(Registros)
-*-*-
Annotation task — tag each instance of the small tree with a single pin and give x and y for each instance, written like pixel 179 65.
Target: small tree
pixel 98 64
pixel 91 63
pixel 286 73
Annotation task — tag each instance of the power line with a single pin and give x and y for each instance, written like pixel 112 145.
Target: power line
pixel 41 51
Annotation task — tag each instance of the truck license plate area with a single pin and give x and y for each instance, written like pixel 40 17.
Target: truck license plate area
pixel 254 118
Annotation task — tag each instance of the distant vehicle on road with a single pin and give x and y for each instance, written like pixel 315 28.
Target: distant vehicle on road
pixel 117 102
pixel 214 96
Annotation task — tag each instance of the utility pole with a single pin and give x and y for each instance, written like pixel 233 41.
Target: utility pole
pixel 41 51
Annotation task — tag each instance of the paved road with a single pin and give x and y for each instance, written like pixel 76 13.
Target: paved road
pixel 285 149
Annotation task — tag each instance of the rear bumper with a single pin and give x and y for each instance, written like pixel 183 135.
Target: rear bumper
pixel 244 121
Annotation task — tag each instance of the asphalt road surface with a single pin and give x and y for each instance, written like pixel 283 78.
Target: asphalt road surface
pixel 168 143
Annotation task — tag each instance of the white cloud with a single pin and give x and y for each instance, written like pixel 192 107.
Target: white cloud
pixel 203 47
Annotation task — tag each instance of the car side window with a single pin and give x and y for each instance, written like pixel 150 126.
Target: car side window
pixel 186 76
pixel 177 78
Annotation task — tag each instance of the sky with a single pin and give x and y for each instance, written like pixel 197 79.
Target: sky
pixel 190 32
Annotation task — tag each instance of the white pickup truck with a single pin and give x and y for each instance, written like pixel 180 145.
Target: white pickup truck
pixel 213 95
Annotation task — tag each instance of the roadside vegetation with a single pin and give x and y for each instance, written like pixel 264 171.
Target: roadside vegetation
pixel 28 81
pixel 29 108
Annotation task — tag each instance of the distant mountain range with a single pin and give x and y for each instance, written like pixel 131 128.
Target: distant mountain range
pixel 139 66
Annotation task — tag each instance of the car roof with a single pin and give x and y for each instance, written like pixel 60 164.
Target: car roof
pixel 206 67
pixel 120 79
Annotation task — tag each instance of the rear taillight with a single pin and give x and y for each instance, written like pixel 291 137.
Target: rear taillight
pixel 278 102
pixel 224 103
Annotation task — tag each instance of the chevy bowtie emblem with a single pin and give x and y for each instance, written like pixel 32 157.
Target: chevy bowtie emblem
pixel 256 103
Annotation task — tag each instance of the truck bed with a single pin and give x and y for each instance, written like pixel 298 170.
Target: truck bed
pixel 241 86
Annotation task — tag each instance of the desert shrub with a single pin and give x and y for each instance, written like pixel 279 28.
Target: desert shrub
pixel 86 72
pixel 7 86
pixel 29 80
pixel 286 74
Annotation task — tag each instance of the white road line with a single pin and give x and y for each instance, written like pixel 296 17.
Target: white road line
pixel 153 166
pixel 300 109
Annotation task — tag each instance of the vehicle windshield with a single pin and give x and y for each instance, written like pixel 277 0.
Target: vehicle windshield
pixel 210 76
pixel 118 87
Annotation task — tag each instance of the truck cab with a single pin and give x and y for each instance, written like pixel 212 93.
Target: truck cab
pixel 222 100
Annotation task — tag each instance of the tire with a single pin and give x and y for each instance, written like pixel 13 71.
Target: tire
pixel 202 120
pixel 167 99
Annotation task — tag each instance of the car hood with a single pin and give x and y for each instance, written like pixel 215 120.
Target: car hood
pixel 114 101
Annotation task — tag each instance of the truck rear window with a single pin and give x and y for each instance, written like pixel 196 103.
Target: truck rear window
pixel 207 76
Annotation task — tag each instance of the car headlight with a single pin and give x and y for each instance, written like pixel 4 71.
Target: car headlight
-*-*-
▸ **ENUNCIADO**
Transcreva integralmente todos os itens, linha por linha, sem qualquer alteração.

▸ **RESPOSTA**
Annotation task — tag each instance of the small tree with a single pin and give x and y for each instance, written like pixel 179 65.
Target: small tree
pixel 98 64
pixel 91 63
pixel 286 73
Annotation task — tag each instance of the power line with a single pin and give x and y for each instance, written like pixel 112 145.
Target: power line
pixel 41 51
Annotation task — tag each instance of the truck license plate area with a single pin and give x and y for each instance, written like pixel 40 17.
Target: truck license plate area
pixel 254 118
Annotation task — tag each instance of the distant vehicle on road with a single pin and give x and y for each instance, written like pixel 315 28.
Target: distant vehicle on road
pixel 117 102
pixel 214 96
Annotation task — tag each instance of the utility pole with a single pin and give x and y for each instance, written like pixel 233 41.
Target: utility pole
pixel 41 51
Annotation task — tag each instance of the paved road with a single pin and give x and y for each instance, written like pixel 76 13.
Target: paved road
pixel 285 149
Annotation task — tag each instance of the rear bumper with a single pin and give x and y for each instance, written like pixel 183 135.
Target: rear bumper
pixel 244 121
Annotation task — tag each instance of the asphalt road surface with a single pin and give x and y for each instance, written like pixel 283 78.
Target: asphalt road surface
pixel 168 143
Annotation task — tag each instance of the white cloud with a single pin and give x and y for each instance, written like pixel 192 107.
Target: white cloud
pixel 203 47
Annotation task — tag each instance of the car side window with a single pin and give x and y for each instance, written like pixel 150 126.
Target: car side window
pixel 186 76
pixel 177 78
Annotation task — tag each instance of the sky with a single pin and give x and y for each instance, written like pixel 197 79.
Target: sky
pixel 190 32
Annotation task — tag each instance of the white pickup truck with a single pin and give x and y for each instance, written like pixel 180 145.
Target: white pickup truck
pixel 213 95
Annotation task — tag each instance of the roadside vegetation with a single pin and give x and y for each instance, written like pixel 264 171.
Target: roadside vegetation
pixel 28 81
pixel 29 108
Annotation task — tag each instance of the distant mountain range with a single pin and give x and y for each instance, written like pixel 131 128.
Target: distant mountain range
pixel 139 66
Annotation task — tag each instance of the car roof with a single pin and give x and y for each instance, written like pixel 60 164.
Target: car roof
pixel 206 67
pixel 120 79
Annotation task — tag each instance of the rear taillight with a single pin and give x and y for each instance, written like pixel 291 137.
Target: rear taillight
pixel 278 102
pixel 224 103
Annotation task — tag each instance of the chevy bowtie emblem with a single pin and give x and y for each instance, written like pixel 32 157.
Target: chevy bowtie emblem
pixel 256 103
Annotation task — tag each instance of the truck bed with a single pin and give x and y for each instance, written like pixel 298 170.
Target: truck bed
pixel 241 86
Annotation task — tag each instance of the desert shrub with a single pin and give x and y for each instance, written like pixel 279 28.
Target: desert shrub
pixel 86 72
pixel 7 86
pixel 29 80
pixel 286 74
Annotation task — tag each instance of the white road line with a single pin and give x and y for each instance, written like pixel 296 17.
Target: white road line
pixel 153 166
pixel 300 109
Annotation task — tag each instance of the vehicle windshield with a single pin and give x and y for each instance, written like pixel 277 0.
Target: vehicle windshield
pixel 210 76
pixel 118 87
Annotation task — tag each instance of the truck cab with a single pin and give x and y for each instance, written like pixel 212 93.
Target: truck cab
pixel 222 100
Annotation task — tag each instance of the tire with a single pin and give x and y for each instance, written like pixel 13 71.
Target: tire
pixel 202 120
pixel 167 99
Annotation task — tag each instance of the car hood with a single pin and give x and y for each instance, written like pixel 215 120.
Target: car hood
pixel 114 101
Annotation task — tag each instance of the truck rear window with a single pin and give x and y for each instance, written like pixel 196 103.
Target: truck rear window
pixel 207 76
Annotation task — tag each instance of the car headlight with a single pin and give x and y for each instance, written like pixel 4 71.
Target: car headlight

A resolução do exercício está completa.